Selected passage:
We can differentiate a composition $$h(g(f(x)))$$ as

(14)#\begin{align} \operatorname{d} h &= h' \operatorname{d} g \\ \operatorname{d} g &= g' \operatorname{d} f \\ \operatorname{d} f &= f' \operatorname{d} x. \end{align}

What we’ve done above is called “forward mode”, and amounts to placing the parentheses in the chain rule like

$\operatorname d h = \frac{dh}{dg} \left(\frac{dg}{df} \left(\frac{df}{dx} \operatorname d x \right) \right) .$

The expression means the same thing if we rearrange the parentheses,

$\operatorname d h = \left( \left( \left( \frac{dh}{dg} \right) \frac{dg}{df} \right) \frac{df}{dx} \right) \operatorname d x$

which we can compute with in reverse order via

$\underbrace{\bar x}_{\frac{dh}{dx}} = \underbrace{\bar g \frac{dg}{df}}_{\bar f} \frac{df}{dx} .$

# A reverse mode example#

$\underbrace{\bar x}_{\frac{dh}{dx}} = \underbrace{\bar g \frac{dg}{df}}_{\bar f} \frac{df}{dx} .$
function g(x)
a = x^pi
b = cos(a)
c = log(x)
y = b * c
y
end

(-0.32484122107701546, (-1.2559761698835525,))

function gback(x, y_)
a = x^pi
b = cos(a)
c = log(x)
y = b * c
# backward pass
c_ = y_ * b
b_ = c * y_
a_ = -sin(a) * b_
x_ = 1/x * c_ + pi * x^(pi-1) * a_
x_
end
gback(1.4, 1)

-1.2559761698835525


# Kinds of algorithmic differentation#

• Source transformation: Fortran code in, Fortran code out

• Duplicates compiler features, usually incomplete language coverage

• Produces efficient code

• Hard to vectorize

• Loops are effectively unrolled/inefficient

• Just-in-time compilation: tightly coupled with compiler

• JIT lag

• Needs dynamic language features (JAX) or tight integration with compiler (Zygote, Enzyme)

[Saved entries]
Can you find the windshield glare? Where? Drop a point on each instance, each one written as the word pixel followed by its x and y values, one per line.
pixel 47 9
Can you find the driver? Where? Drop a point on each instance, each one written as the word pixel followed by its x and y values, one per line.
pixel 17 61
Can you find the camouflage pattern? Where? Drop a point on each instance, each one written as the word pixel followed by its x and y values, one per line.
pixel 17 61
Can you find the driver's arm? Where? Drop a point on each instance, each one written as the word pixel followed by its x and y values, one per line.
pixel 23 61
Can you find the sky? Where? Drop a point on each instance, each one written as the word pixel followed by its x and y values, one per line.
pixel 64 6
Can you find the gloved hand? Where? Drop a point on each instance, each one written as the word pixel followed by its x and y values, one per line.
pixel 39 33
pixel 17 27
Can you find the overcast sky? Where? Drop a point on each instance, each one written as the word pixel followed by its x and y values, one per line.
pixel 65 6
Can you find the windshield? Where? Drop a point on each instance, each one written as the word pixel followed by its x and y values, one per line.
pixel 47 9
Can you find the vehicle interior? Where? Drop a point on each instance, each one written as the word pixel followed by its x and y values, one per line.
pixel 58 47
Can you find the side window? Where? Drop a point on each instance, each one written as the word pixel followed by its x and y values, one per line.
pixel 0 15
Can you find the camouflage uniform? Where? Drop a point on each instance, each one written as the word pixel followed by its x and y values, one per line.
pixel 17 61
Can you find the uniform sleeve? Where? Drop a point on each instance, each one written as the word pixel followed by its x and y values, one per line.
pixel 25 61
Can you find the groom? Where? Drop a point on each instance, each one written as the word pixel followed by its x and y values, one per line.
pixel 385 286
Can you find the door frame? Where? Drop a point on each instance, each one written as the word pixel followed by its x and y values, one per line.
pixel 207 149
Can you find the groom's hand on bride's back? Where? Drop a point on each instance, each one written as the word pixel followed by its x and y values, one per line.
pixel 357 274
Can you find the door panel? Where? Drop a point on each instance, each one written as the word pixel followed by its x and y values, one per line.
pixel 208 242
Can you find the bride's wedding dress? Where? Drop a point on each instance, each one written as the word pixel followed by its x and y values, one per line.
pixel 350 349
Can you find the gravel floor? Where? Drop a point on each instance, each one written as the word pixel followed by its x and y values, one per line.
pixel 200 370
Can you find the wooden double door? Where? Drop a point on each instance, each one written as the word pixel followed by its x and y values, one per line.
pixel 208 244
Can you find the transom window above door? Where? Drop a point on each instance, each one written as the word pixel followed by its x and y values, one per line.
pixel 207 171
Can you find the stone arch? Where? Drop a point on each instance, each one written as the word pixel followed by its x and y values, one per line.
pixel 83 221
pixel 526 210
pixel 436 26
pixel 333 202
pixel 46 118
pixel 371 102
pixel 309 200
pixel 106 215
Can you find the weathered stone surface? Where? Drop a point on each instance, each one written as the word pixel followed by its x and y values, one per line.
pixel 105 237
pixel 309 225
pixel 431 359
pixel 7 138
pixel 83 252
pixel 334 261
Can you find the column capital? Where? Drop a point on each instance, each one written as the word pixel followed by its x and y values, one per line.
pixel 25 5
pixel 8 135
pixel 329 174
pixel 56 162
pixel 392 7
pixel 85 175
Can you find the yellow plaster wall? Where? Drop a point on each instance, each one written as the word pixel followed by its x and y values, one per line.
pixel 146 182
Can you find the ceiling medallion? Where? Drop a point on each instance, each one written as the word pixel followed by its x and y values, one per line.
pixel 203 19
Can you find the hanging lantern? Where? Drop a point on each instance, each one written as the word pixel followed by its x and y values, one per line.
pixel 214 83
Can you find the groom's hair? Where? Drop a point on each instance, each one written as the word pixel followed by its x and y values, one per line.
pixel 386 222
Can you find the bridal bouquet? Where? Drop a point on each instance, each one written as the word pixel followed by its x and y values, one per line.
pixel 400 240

What you are asked to do:
From the passage on algorithmic differentiation, reproduce word for word the stretch starting at "which we can" and ending at "function g(x)".

Answer space:
which we can compute with in reverse order via

$\underbrace{\bar x}_{\frac{dh}{dx}} = \underbrace{\bar g \frac{dg}{df}}_{\bar f} \frac{df}{dx} .$

# A reverse mode example#

$\underbrace{\bar x}_{\frac{dh}{dx}} = \underbrace{\bar g \frac{dg}{df}}_{\bar f} \frac{df}{dx} .$
function g(x)